Deine Aufgabe:
Schreibe alle Datensätze erneut aus und benenne dabei "put a dot on" überall in "place a marker on" um, ohne sonst etwas zu ändern. Die Bilder lässt du in deiner Antwort weg.

Die Datensätze:

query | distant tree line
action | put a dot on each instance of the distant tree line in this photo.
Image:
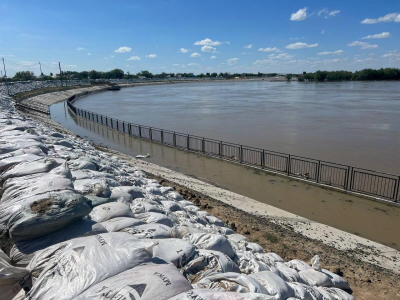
(366, 74)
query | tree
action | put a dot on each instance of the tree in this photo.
(24, 75)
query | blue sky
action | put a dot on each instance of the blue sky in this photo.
(199, 36)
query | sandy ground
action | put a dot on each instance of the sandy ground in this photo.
(371, 269)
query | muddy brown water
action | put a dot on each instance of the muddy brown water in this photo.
(376, 221)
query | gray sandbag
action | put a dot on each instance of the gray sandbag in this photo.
(80, 263)
(11, 161)
(208, 241)
(43, 165)
(45, 214)
(175, 251)
(206, 263)
(22, 252)
(119, 223)
(110, 210)
(149, 231)
(312, 277)
(152, 217)
(274, 285)
(12, 280)
(147, 282)
(233, 282)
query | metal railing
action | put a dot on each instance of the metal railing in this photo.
(348, 178)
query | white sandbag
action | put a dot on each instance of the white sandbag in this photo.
(208, 262)
(96, 187)
(335, 293)
(12, 280)
(208, 241)
(22, 252)
(147, 282)
(149, 231)
(81, 263)
(117, 224)
(200, 294)
(287, 273)
(143, 207)
(11, 161)
(315, 278)
(152, 217)
(175, 251)
(44, 214)
(43, 165)
(337, 281)
(233, 282)
(109, 211)
(298, 265)
(274, 285)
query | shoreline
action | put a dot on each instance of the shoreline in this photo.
(300, 235)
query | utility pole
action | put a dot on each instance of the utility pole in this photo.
(5, 75)
(59, 66)
(41, 73)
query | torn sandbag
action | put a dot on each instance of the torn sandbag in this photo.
(119, 223)
(208, 241)
(176, 251)
(22, 252)
(274, 285)
(109, 211)
(152, 217)
(208, 262)
(46, 213)
(147, 282)
(81, 263)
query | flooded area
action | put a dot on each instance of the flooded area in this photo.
(351, 123)
(365, 218)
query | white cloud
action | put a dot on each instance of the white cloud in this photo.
(301, 46)
(394, 17)
(232, 61)
(299, 15)
(209, 42)
(333, 13)
(123, 49)
(280, 56)
(135, 57)
(208, 49)
(269, 49)
(382, 35)
(337, 52)
(363, 45)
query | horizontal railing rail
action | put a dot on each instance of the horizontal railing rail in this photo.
(347, 178)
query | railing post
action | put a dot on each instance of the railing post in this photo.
(262, 159)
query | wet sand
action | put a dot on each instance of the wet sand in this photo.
(352, 214)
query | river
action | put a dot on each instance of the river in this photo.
(351, 123)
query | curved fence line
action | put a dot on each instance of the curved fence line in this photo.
(347, 178)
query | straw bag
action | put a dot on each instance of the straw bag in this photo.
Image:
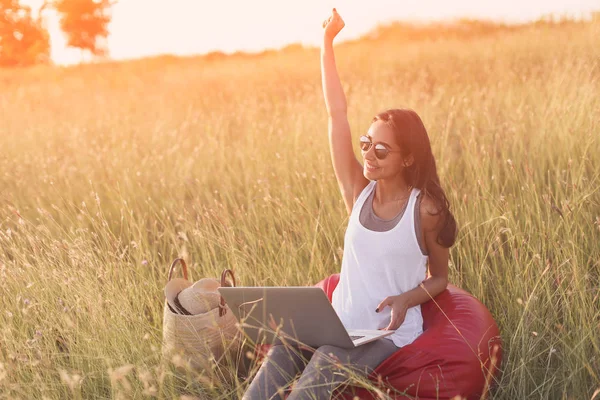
(200, 339)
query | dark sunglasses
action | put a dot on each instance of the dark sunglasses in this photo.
(381, 151)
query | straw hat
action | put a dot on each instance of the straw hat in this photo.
(191, 299)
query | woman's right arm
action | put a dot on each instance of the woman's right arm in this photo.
(348, 171)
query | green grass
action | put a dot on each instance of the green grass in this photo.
(109, 172)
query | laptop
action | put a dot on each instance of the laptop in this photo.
(301, 314)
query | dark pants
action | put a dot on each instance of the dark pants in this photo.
(320, 376)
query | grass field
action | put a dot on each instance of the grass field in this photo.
(108, 172)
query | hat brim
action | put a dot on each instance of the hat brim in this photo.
(172, 289)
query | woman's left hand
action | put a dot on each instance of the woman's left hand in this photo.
(399, 305)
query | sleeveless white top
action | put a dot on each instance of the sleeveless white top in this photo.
(376, 265)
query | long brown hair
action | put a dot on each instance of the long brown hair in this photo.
(412, 138)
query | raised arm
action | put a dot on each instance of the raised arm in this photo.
(348, 171)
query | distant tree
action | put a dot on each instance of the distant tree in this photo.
(85, 22)
(23, 39)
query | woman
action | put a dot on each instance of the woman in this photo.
(399, 222)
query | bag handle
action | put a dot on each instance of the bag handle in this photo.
(184, 268)
(222, 309)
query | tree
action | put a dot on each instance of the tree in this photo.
(84, 22)
(23, 40)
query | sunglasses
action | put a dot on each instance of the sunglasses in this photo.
(381, 151)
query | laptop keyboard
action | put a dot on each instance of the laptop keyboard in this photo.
(355, 337)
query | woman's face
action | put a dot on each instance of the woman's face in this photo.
(382, 137)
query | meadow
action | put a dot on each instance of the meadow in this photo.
(110, 171)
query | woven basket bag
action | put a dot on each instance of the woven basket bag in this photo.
(200, 339)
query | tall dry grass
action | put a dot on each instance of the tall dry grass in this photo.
(108, 172)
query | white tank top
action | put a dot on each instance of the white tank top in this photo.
(376, 265)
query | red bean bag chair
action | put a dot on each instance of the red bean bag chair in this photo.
(458, 354)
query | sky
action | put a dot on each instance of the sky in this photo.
(186, 27)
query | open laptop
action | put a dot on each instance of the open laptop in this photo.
(302, 313)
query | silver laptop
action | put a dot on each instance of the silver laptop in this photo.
(303, 314)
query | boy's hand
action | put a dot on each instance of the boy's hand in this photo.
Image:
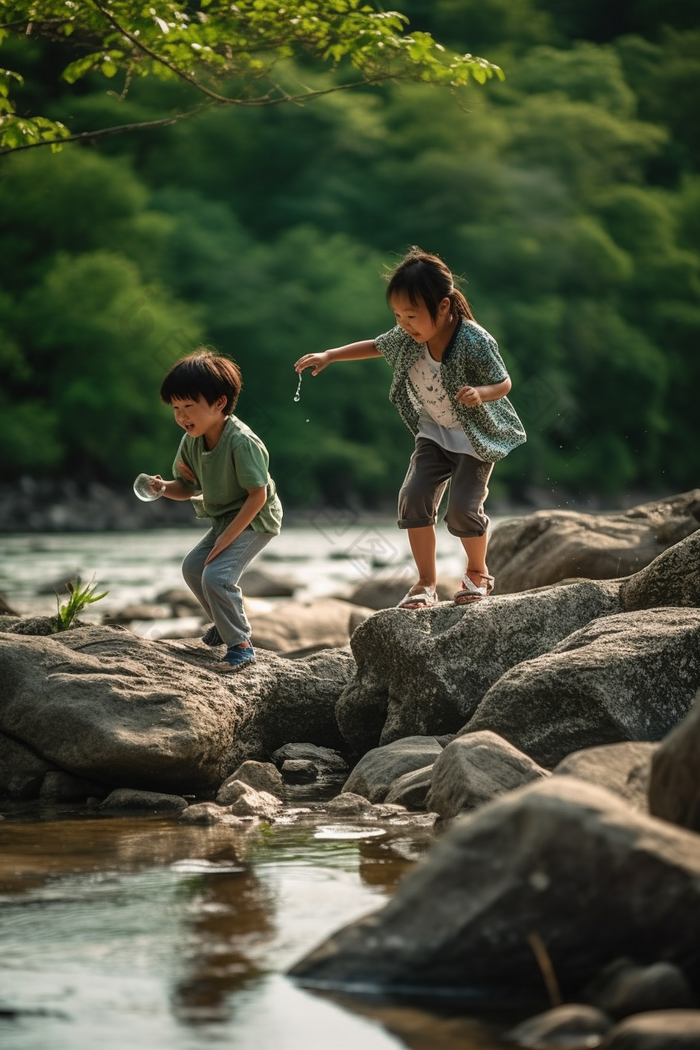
(187, 474)
(314, 361)
(469, 396)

Lösung:
query | distant tree line
action | place a marker on each instance of the distant tree line in this photo.
Image:
(366, 74)
query | tree
action | place a marker on each instance of the tree in this photo.
(24, 75)
query | blue sky
action | place a marker on each instance of the blue sky in this photo.
(199, 36)
query | sandy ground
action | place a marker on each instance of the sandy ground in this photo.
(371, 269)
query | muddy brown water
action | place a marker on each instance of the muddy brown water in this photo.
(376, 221)
query | gray sandbag
action | place a marker on each instance of the gray sandbag in this photo.
(80, 263)
(11, 161)
(208, 241)
(43, 165)
(45, 214)
(175, 251)
(206, 263)
(22, 252)
(119, 223)
(110, 210)
(149, 231)
(312, 277)
(152, 217)
(274, 285)
(12, 280)
(147, 282)
(233, 282)
query | metal railing
action | place a marker on each instance of the metal railing in this photo.
(348, 178)
query | white sandbag
action | place a marker on each instance of the white sandbag in this photo.
(208, 262)
(96, 187)
(335, 293)
(12, 280)
(208, 241)
(22, 252)
(147, 282)
(149, 231)
(81, 263)
(117, 224)
(200, 294)
(287, 273)
(143, 207)
(11, 161)
(315, 278)
(152, 217)
(175, 251)
(44, 214)
(43, 165)
(337, 281)
(233, 282)
(109, 211)
(298, 265)
(274, 285)
query | shoreline
action | place a marker on each instance of the shoreline in this photo.
(300, 235)
query | utility pole
action | place a marker on each instance of the utility pole in this photo.
(5, 75)
(59, 66)
(41, 73)
query | torn sandbag
action | place a marker on each instance of the torn sandbag in this photo.
(119, 223)
(208, 241)
(176, 251)
(22, 252)
(274, 285)
(109, 211)
(152, 217)
(208, 262)
(46, 213)
(147, 282)
(81, 263)
query | flooded area
action | place a marker on each instance of the flooded area in this photo.
(351, 123)
(365, 218)
query | white cloud
action | place a marker on each instance of the white cloud in this photo.
(301, 46)
(394, 17)
(232, 61)
(299, 15)
(209, 42)
(333, 13)
(123, 49)
(280, 56)
(135, 57)
(208, 49)
(269, 49)
(382, 35)
(337, 52)
(363, 45)
query | horizontal railing rail
action | place a marker on each instance of the horizontal railing rail in this photo.
(347, 178)
query | railing post
action | place a marker on each instance of the railing post in this photo.
(262, 159)
query | wet sand
action | place a marker on each instance of the wet sand in this photo.
(352, 214)
query | river
action | place a marker on each instance of the river in this photo.
(351, 123)
query | curved fence line
action | place a marker on each instance of the curved fence line in this photo.
(347, 178)
query | straw bag
action | place a marker on each instance of the straw bag in this photo.
Image:
(200, 339)
query | dark sunglasses
action | place a marker on each instance of the dark sunglasses in this photo.
(381, 151)
query | straw hat
action | place a marker on each instance of the straw hat in this photo.
(191, 299)
query | woman's right arm
action | place a marker on each instance of the woman's right arm in this photo.
(348, 171)
query | green grass
action | place a marker on each instance of the green grass in this photo.
(109, 172)
query | laptop
action | place a marker on each instance of the laptop in this photo.
(301, 314)
query | dark pants
action | place a marker on each instance of the dark pants in this photo.
(320, 376)
query | grass field
action | place a marker on each instance of the grass field in this photo.
(108, 172)
query | hat brim
action | place a marker on each instance of the hat brim in this photo.
(172, 289)
query | woman's left hand
action | place a marker on each instance of the woman's left hand in this photo.
(399, 305)
query | sleeveless white top
action | place a marker on each instance of the sleeveless white top in this photo.
(376, 265)
query | long brown hair
action | place a marker on each instance of the long brown hair in this photo.
(412, 138)
query | raised arm
action | place a marker on each instance of the raised arm in this photo.
(348, 171)
query | distant tree
action | place a marker on each instance of the distant tree in this photo.
(85, 22)
(23, 39)
query | woman
action | place a marker on each instance of the woman in this photo.
(399, 222)
query | bag handle
action | place a marker on each instance of the bag handle in this photo.
(184, 268)
(222, 309)
query | tree
action | place a marker on each instance of the tree in this photo.
(84, 22)
(23, 40)
query | sunglasses
action | place a marker on each instance of the sunglasses in this photo.
(381, 151)
query | laptop keyboard
action | place a marker on each instance of the laptop keyboard in this photo.
(355, 337)
query | woman's face
action | place a marker on each instance of the woman's face in this photo.
(382, 137)
query | meadow
action | place a marker on each instance of the meadow in this photo.
(110, 171)
query | woven basket bag
action | place a marker on each instance of the woven basket bag in this photo.
(200, 339)
query | tall dry grass
action | place a marker on each instance of the tall dry grass in this photo.
(108, 172)
query | white tank top
action | place a marker on each instance of the white tank top in this photo.
(376, 265)
query | red bean bag chair
action | place a marker on each instance of the red bean bag chair in this photo.
(458, 354)
query | sky
action | place a marker on each instance of the sky in this photo.
(186, 27)
query | open laptop
action | place a marker on each instance of the open laptop in this photo.
(302, 313)
query | silver laptop
action | place a marker on each instance of the silver laptop in this photo.
(303, 314)
query | boy's hand
action | place a marker on each instance of the boy's hand in this photo.
Image:
(187, 474)
(314, 361)
(469, 396)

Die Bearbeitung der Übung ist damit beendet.